Selected text
******

Re: Unexpected sequential scan on an indexed column

From: Eddy Escardo-Raffo <eescardo(at)kikini(dot)com>
To: Tom Lane <tgl(at)sss(dot)pgh(dot)pa(dot)us>
Cc: pgsql-performance <pgsql-performance(at)postgresql(dot)org>
Subject: Re: Unexpected sequential scan on an indexed column
Date: 2009-11-16 01:06:26
Message-ID: 4eaa4a5e0911151706s31b2f9e1w23dae77f2db8c001@mail.gmail.com
Views: Raw Message | Whole Thread | Download mbox | Resend email
Thread:
Lists: pgsql-performance

Yeah, that was it. Thanks! I do have one more question at the bottom,
though, if anyone has enough time to read through my analysis

If I create the table as:

CREATE TABLE users
(
userid integer NOT NULL,
location integer NOT NULL,
CONSTRAINT pk_users PRIMARY KEY (userid)
)

******

Task details
In the mailing list reply, please name the primary key constraint defined on the users table. The material after this reply comes from a separate source.

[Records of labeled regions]
******

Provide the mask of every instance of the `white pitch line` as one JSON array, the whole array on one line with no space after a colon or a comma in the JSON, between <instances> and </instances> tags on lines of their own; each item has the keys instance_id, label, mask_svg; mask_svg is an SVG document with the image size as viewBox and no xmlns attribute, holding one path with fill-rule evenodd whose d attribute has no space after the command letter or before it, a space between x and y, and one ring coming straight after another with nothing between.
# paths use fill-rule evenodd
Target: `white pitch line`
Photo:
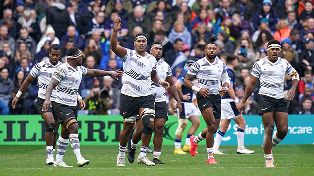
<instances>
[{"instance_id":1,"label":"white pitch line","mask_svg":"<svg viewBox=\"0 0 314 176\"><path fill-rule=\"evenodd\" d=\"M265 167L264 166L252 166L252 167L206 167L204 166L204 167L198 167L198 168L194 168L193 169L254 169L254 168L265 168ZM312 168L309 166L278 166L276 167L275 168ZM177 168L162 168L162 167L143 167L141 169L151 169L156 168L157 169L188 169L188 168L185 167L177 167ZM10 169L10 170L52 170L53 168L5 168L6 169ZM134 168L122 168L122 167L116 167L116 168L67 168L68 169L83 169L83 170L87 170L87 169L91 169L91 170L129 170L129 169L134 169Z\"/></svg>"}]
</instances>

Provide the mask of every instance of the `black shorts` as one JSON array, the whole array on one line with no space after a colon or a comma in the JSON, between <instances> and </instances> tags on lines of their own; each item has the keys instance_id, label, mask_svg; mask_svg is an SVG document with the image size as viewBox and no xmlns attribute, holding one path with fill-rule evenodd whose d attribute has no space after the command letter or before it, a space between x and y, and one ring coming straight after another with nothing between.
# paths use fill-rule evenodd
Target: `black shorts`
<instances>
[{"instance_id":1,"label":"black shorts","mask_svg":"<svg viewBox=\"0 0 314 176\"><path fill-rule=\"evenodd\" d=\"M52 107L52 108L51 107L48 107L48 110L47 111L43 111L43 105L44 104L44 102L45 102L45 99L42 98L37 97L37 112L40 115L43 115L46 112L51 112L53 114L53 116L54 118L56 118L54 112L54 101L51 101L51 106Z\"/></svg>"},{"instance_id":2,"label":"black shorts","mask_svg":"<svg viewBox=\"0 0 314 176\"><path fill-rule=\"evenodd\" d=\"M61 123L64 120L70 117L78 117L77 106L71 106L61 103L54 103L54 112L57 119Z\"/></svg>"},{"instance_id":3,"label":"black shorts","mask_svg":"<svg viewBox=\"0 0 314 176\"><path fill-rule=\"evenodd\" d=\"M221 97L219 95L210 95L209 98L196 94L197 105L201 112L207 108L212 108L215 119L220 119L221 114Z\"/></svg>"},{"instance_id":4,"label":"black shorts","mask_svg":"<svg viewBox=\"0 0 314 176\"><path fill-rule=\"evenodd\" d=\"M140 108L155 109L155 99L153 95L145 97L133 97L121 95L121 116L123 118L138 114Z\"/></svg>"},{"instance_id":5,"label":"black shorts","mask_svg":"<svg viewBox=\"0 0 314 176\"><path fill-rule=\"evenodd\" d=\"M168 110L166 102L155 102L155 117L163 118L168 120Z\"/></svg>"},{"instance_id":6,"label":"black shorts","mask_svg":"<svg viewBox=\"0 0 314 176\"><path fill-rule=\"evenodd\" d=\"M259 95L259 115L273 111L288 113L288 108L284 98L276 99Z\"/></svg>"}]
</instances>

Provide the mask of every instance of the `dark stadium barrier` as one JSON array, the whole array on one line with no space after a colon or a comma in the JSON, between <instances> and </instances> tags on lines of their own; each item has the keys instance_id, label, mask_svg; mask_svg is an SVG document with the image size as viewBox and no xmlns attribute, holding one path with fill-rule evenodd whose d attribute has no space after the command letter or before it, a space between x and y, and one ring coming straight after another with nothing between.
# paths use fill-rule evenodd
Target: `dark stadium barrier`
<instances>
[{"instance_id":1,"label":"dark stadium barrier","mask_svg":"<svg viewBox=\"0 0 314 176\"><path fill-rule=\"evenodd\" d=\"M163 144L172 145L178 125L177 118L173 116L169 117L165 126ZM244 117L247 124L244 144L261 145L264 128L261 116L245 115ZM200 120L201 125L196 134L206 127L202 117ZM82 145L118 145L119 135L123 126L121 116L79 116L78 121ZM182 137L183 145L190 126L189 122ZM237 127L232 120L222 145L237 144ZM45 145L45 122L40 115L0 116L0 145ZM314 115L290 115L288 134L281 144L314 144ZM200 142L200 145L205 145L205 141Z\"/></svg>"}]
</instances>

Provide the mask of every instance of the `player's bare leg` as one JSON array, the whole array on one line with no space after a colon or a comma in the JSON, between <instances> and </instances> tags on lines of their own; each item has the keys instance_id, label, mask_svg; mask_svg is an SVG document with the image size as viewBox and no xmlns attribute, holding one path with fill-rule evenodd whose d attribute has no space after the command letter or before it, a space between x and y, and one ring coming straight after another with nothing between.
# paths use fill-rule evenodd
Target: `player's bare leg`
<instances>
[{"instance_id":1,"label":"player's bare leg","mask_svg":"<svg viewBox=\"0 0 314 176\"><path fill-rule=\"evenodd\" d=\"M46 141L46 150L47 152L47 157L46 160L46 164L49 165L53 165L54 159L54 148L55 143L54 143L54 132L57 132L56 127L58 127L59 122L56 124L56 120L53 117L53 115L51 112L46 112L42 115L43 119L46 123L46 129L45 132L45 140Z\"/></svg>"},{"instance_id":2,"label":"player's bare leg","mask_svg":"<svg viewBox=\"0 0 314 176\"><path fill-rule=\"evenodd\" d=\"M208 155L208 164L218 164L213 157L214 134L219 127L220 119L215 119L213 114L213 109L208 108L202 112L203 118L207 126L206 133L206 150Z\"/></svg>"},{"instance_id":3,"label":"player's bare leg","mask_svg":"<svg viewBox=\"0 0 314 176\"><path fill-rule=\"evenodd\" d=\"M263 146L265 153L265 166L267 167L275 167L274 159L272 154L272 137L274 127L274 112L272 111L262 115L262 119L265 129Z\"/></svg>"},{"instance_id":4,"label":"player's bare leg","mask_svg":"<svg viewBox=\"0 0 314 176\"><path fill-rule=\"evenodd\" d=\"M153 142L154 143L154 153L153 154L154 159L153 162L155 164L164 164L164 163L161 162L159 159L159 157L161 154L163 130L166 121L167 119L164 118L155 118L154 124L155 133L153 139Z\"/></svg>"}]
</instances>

******

Output below
pk_users